:: Приведённый отрывок

В.Семенов подметил, что автор “Слова...”, обращаясь к князьям, присутствовавшим (по его мысли) на тройном брачном пире, “по сути дела обращался ко всем близким родственникам. Князь Рюрик Ростиславич становится сватом (Игоря. — А.Н.). Рядом с ним сидит его брат Давид смоленский и сыновья умершего старшего брата “все три Мстиславича”. Зять Рюрика, князь Роман Волынский приехал со своими родными и двоюродными братьями со всей Волынской земли. Не все названные в “Слове” князья присутствовали на свадьбе, но все названные в ту свадебную осень 1188 года были самыми близкими родственниками в Киевской Руси.” Все это позволяет В.Семенову уже уверенно заключить, что “главным составителем первого общерусского летописного свода и автором “Слова” был один и тот же человек, галицкий князь Владимир Ярославич”.

::::
:: Исходные данные

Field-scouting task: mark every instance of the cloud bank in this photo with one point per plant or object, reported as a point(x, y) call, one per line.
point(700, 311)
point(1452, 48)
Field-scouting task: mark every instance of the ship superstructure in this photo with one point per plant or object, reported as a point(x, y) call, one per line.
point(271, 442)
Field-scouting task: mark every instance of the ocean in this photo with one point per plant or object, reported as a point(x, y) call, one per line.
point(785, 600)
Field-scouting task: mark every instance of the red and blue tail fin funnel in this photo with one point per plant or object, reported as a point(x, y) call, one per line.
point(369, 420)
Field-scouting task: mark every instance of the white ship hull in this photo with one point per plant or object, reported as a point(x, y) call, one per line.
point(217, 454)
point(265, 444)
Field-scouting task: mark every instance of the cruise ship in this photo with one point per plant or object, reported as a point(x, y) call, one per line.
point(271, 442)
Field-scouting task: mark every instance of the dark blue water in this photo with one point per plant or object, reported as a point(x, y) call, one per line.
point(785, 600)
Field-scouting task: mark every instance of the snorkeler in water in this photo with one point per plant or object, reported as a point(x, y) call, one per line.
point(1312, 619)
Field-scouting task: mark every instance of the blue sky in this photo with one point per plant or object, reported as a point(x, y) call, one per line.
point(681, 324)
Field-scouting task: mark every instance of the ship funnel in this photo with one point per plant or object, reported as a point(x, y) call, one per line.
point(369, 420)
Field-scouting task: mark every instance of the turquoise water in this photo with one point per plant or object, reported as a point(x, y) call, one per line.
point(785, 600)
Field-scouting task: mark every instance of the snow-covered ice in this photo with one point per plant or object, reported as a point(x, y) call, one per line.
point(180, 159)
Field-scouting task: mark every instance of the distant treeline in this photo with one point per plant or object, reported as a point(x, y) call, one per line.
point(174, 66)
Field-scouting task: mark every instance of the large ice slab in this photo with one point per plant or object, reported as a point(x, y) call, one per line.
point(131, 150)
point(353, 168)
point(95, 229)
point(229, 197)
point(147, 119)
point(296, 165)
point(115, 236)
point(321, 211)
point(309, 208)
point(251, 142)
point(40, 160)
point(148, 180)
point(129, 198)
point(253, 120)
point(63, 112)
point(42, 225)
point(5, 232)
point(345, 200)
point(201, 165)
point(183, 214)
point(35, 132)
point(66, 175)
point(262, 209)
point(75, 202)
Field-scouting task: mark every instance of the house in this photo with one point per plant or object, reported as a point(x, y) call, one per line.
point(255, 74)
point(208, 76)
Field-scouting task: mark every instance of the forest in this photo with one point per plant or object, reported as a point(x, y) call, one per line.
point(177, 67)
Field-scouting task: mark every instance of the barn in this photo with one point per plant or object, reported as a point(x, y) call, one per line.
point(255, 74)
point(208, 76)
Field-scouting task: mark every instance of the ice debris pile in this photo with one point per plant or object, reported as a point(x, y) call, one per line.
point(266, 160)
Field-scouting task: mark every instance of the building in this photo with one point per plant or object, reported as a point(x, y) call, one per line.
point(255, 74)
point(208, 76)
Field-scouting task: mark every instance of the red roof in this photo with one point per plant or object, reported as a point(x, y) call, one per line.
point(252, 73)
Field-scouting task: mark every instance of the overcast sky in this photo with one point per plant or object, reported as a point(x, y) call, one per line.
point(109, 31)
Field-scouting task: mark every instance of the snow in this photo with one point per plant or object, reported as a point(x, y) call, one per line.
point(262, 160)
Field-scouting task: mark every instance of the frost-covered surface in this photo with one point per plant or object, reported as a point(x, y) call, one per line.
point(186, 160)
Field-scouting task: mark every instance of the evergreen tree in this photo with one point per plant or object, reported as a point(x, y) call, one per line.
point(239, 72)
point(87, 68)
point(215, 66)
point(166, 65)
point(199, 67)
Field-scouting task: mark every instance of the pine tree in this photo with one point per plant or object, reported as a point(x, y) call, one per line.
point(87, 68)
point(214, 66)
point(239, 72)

::::
:: Исходные данные

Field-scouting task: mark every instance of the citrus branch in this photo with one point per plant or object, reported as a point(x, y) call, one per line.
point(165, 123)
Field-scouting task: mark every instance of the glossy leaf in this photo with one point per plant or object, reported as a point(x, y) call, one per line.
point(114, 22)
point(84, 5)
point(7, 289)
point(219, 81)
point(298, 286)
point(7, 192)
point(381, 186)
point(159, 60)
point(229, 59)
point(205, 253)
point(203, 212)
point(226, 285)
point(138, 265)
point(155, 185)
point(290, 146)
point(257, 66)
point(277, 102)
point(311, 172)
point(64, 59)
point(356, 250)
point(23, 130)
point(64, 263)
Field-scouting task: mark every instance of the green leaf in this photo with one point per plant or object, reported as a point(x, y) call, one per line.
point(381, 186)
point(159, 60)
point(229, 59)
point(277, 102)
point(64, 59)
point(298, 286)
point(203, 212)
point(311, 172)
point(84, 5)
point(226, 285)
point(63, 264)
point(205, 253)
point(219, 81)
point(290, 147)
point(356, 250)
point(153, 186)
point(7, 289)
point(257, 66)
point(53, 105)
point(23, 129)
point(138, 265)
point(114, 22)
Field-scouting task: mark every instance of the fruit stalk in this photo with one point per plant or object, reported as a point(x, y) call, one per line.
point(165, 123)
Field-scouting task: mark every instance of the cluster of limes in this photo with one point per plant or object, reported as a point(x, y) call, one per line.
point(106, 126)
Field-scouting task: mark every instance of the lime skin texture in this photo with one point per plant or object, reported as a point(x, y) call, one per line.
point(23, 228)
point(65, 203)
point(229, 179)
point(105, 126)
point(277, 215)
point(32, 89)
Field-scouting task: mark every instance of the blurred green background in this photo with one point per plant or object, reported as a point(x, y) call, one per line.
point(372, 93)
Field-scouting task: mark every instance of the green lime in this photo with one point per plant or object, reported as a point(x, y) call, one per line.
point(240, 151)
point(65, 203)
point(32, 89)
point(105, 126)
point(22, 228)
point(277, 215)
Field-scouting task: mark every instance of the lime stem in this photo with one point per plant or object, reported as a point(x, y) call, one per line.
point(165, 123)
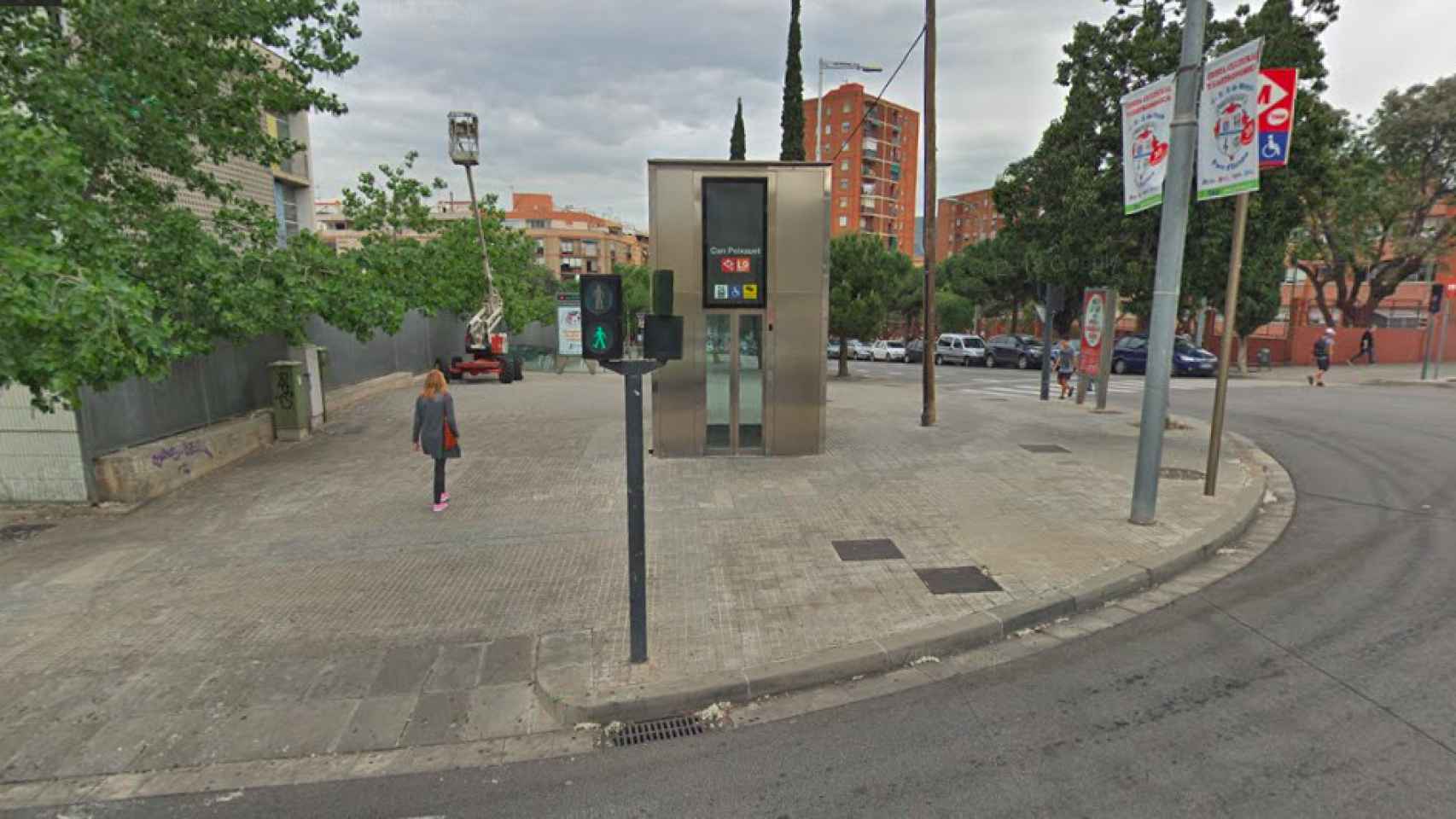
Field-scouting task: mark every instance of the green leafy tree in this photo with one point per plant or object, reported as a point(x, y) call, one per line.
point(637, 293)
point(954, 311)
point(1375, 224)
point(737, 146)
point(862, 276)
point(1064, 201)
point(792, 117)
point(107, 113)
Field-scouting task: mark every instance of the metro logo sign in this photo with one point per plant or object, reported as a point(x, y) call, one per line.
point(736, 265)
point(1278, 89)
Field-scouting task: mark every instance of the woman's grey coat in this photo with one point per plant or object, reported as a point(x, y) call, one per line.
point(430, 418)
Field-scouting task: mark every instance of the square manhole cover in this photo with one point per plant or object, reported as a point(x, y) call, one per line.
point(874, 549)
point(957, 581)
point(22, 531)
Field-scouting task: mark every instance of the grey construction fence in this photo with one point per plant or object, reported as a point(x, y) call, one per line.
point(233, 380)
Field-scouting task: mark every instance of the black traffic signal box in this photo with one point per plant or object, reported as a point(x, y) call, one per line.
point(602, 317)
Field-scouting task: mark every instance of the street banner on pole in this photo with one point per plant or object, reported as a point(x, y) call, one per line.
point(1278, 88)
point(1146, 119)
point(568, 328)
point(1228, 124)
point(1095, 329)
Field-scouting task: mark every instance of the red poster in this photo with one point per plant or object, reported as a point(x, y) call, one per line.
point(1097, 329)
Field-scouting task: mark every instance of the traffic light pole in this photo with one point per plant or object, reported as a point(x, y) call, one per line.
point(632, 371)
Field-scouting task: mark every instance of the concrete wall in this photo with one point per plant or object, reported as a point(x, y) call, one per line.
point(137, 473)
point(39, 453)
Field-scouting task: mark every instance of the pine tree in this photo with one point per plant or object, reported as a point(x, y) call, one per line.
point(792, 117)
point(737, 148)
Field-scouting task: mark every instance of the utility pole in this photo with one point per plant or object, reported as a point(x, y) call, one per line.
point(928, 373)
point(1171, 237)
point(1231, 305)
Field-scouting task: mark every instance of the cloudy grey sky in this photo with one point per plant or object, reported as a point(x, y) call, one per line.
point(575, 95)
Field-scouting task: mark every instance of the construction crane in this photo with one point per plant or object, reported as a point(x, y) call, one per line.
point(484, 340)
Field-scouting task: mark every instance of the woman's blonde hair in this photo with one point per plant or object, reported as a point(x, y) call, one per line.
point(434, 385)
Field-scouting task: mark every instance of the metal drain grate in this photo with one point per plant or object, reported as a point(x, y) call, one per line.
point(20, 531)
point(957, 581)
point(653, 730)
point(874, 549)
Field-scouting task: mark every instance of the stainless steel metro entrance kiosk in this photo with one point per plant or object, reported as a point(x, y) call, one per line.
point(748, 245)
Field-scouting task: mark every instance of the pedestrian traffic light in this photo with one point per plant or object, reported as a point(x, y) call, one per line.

::::
:: Исходные данные

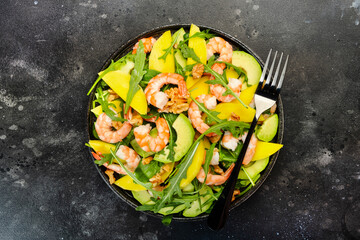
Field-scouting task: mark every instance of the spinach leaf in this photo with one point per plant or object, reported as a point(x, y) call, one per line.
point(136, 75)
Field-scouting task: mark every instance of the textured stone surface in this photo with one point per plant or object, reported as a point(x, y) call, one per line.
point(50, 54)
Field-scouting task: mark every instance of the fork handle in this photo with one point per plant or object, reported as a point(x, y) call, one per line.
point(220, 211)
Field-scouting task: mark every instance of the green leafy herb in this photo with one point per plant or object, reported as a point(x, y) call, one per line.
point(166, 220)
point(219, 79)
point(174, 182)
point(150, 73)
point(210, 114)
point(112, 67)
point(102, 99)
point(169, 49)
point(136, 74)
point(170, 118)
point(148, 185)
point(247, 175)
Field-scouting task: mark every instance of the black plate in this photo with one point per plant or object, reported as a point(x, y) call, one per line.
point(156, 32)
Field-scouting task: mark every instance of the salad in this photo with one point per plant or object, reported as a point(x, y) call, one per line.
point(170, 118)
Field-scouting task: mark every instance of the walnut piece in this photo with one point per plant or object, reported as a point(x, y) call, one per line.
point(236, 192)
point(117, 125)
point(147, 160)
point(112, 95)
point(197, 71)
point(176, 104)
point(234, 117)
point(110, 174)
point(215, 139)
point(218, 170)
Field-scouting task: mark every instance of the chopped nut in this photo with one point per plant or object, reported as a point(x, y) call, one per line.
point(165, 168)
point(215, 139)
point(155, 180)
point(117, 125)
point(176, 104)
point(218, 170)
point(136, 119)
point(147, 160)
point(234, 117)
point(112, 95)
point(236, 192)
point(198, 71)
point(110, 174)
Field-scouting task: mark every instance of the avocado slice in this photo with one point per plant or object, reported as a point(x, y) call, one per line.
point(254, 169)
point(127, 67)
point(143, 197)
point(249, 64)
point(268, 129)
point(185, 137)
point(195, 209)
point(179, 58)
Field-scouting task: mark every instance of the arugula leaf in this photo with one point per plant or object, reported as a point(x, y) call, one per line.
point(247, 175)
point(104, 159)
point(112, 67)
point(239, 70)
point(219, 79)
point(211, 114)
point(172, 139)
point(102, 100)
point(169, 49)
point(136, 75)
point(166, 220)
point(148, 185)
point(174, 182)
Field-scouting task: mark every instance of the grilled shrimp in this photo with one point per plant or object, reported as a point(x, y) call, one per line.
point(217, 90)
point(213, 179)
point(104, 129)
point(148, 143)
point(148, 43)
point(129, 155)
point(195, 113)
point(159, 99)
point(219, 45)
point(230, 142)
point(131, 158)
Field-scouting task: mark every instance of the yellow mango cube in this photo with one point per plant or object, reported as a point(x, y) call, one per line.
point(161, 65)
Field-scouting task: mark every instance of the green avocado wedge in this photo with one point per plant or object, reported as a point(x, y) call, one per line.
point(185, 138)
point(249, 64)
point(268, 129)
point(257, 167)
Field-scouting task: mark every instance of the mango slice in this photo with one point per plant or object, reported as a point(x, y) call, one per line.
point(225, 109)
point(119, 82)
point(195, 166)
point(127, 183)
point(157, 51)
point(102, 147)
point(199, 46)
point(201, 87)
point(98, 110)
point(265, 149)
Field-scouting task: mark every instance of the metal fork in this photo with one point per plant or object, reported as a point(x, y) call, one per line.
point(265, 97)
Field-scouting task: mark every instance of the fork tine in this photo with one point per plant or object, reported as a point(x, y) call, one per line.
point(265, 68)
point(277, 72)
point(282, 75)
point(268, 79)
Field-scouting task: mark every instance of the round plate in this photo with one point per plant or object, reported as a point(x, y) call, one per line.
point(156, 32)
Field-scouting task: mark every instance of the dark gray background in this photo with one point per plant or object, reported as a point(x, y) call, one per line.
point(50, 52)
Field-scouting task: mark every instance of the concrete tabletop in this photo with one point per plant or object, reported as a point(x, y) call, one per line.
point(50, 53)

::::

● **Задания**:
1 – Кого В. Семенов, согласно отрывку об авторстве «Слова...», называет автором «Слова»?
2 – Напишите продолжение отрывка об авторстве «Слова...», начиная сразу после его последнего предложения.
Записи для работы не понадобятся.

● **Ответы к заданиям**:
1 – Галицкого князя Владимира Ярославича.

2 –
Вывод интересный, смелый, однако, насколько прав его автор?

В любой науке, в том числе исторической, существуют свои “правила игры” — система доказательств. Несмотря на кажущуюся полноту, газетная публикация никогда не может представить всей картины логического анализа, который позволил бы читателю, увлеченному соображениями исследователя, проделать тот же путь, чтобы прийти к сходному результату или обнаружить допущенную ошибку.

Публикация — всего лишь заявка на идею, правильность которой подтверждается научным исследованием, снабженным соответствующей системой ссылок и комментариев. Я надеюсь, что В.Семенов готовит такую научную работу, которая вызовет несомненный интерес специалистов и последующее ее обсуждение. Пока же приходится довольствоваться тем, что опубликовано. Именно поэтому все, что я скажу ниже — не более как моя личная, достаточно субъективная оценка прочитанного.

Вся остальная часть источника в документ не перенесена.